**Task details:** For the records below, print the lines from the line with "733L187 749L175 747L157" through the line with "positive clicks: (275, 559)" exactly as written; include both end lines and exclude the rest.

[Dataset items]
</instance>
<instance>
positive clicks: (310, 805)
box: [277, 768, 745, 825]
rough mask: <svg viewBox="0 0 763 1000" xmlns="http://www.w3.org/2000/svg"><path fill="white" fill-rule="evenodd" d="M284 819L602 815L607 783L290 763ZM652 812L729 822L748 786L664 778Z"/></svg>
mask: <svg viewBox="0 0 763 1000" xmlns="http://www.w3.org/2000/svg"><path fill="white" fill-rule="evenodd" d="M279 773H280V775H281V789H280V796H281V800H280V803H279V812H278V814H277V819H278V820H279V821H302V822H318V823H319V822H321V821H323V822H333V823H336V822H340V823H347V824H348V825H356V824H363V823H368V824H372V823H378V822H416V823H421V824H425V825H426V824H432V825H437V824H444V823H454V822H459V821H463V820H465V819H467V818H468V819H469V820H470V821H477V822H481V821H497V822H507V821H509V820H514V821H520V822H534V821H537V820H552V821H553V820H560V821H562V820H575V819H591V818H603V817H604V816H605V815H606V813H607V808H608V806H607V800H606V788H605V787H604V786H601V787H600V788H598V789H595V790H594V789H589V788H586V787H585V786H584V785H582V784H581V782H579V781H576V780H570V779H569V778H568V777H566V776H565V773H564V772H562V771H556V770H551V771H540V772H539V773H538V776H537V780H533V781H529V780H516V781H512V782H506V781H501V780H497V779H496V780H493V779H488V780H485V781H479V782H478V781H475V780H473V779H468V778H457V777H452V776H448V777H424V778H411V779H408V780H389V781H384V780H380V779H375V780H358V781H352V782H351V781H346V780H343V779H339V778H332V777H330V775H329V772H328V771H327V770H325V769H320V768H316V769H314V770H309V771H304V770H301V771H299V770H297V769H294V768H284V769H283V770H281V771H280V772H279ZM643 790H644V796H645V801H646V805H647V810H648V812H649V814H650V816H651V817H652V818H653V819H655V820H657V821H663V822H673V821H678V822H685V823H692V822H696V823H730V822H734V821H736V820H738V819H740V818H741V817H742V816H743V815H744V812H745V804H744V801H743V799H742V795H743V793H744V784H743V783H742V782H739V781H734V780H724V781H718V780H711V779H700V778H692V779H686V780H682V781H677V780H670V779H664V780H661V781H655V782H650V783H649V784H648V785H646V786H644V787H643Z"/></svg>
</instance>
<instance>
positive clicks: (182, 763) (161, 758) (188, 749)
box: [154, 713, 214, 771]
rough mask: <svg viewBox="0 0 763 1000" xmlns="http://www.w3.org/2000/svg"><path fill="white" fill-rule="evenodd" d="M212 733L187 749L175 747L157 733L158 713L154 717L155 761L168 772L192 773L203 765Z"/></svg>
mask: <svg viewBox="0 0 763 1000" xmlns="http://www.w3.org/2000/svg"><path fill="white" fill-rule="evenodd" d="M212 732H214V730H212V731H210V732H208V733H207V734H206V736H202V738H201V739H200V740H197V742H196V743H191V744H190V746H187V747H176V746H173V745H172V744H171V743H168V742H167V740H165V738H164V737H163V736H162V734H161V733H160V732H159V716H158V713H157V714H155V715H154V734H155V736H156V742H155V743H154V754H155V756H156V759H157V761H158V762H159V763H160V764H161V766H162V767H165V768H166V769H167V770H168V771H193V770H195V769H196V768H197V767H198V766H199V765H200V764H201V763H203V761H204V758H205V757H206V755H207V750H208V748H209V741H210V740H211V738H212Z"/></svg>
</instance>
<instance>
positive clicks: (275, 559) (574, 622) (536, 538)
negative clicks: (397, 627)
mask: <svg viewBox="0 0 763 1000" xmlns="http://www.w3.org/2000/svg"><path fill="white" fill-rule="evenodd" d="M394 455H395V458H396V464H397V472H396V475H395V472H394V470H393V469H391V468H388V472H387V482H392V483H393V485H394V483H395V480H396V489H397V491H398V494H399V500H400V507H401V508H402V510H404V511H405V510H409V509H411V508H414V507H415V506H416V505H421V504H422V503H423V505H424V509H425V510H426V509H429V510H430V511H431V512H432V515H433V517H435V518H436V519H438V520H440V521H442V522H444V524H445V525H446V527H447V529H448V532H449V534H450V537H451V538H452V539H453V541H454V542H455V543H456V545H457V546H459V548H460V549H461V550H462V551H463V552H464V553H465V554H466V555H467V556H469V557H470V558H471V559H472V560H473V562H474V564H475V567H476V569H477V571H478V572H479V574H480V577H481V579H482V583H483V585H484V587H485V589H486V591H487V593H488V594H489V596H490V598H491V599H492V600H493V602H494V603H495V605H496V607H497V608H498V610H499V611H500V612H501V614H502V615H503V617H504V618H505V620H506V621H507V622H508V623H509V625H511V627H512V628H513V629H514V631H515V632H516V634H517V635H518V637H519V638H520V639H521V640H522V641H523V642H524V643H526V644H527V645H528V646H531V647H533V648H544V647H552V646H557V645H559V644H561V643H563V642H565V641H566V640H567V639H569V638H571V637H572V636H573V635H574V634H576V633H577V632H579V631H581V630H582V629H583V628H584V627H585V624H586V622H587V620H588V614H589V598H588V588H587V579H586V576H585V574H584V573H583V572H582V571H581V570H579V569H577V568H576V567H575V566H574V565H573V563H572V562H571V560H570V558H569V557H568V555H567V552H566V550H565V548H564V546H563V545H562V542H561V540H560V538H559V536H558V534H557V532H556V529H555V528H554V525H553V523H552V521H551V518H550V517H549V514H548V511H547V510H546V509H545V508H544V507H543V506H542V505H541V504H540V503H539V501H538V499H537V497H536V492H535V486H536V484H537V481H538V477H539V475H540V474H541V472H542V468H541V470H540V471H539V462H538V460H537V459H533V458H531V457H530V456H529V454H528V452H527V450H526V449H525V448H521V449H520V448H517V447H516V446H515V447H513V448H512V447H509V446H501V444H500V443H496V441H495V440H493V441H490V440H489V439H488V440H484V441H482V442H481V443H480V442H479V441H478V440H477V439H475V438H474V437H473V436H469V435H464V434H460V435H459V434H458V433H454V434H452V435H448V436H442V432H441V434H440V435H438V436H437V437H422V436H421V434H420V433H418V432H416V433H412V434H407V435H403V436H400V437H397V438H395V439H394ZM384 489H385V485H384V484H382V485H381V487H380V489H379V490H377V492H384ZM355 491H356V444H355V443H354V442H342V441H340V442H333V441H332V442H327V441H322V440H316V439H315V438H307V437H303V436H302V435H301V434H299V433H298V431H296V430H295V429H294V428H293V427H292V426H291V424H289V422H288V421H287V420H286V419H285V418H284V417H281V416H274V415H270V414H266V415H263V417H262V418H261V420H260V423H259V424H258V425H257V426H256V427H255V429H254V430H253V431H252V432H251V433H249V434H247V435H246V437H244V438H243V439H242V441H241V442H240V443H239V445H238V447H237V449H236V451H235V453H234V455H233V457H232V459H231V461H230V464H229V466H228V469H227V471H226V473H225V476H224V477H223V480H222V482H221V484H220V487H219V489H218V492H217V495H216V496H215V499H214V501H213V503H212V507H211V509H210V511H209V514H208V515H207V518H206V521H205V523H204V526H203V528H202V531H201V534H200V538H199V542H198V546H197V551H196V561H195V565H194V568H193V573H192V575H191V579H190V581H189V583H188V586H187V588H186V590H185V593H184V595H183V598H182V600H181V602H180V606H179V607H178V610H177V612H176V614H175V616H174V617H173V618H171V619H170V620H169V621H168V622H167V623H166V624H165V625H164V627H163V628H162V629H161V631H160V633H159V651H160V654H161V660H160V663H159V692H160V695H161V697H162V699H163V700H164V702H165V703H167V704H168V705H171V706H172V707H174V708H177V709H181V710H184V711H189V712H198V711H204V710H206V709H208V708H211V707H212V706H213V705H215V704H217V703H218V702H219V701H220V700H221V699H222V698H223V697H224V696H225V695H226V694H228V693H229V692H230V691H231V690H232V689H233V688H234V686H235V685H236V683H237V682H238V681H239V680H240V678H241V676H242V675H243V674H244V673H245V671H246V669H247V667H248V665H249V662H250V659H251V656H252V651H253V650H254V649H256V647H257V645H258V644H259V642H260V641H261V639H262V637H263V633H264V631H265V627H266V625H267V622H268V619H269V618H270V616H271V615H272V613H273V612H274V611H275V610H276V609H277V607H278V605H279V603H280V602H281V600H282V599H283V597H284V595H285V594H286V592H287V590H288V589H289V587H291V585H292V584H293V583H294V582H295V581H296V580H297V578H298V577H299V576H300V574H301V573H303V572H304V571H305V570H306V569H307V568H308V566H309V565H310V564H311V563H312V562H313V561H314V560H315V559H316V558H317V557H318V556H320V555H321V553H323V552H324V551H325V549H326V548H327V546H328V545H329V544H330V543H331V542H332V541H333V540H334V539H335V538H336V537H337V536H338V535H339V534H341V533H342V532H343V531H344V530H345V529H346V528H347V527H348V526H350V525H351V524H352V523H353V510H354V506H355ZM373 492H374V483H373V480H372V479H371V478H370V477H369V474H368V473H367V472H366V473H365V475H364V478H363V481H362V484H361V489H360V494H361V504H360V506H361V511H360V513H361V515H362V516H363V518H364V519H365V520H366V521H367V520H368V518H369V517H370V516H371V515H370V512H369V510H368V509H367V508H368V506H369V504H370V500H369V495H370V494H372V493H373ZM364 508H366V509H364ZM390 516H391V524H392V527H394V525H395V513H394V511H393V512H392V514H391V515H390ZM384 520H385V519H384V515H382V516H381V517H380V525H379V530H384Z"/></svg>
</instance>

**Expected answer:**
rough mask: <svg viewBox="0 0 763 1000" xmlns="http://www.w3.org/2000/svg"><path fill="white" fill-rule="evenodd" d="M212 733L187 749L175 747L157 733L158 713L154 717L155 761L168 772L192 773L203 765Z"/></svg>
mask: <svg viewBox="0 0 763 1000" xmlns="http://www.w3.org/2000/svg"><path fill="white" fill-rule="evenodd" d="M212 732H214V730H212V731H210V732H208V733H207V734H206V736H202V738H201V739H200V740H197V742H196V743H191V744H190V746H187V747H176V746H173V745H172V744H171V743H168V742H167V740H165V738H164V737H163V736H162V734H161V733H160V732H159V716H158V713H157V714H155V715H154V734H155V736H156V742H155V743H154V754H155V756H156V759H157V761H158V762H159V763H160V764H161V766H162V767H165V768H166V769H167V770H168V771H193V770H195V769H196V768H197V767H198V766H199V765H200V764H201V763H203V761H204V758H205V757H206V755H207V750H208V748H209V741H210V740H211V738H212Z"/></svg>
</instance>
<instance>
positive clicks: (275, 559) (574, 622) (536, 538)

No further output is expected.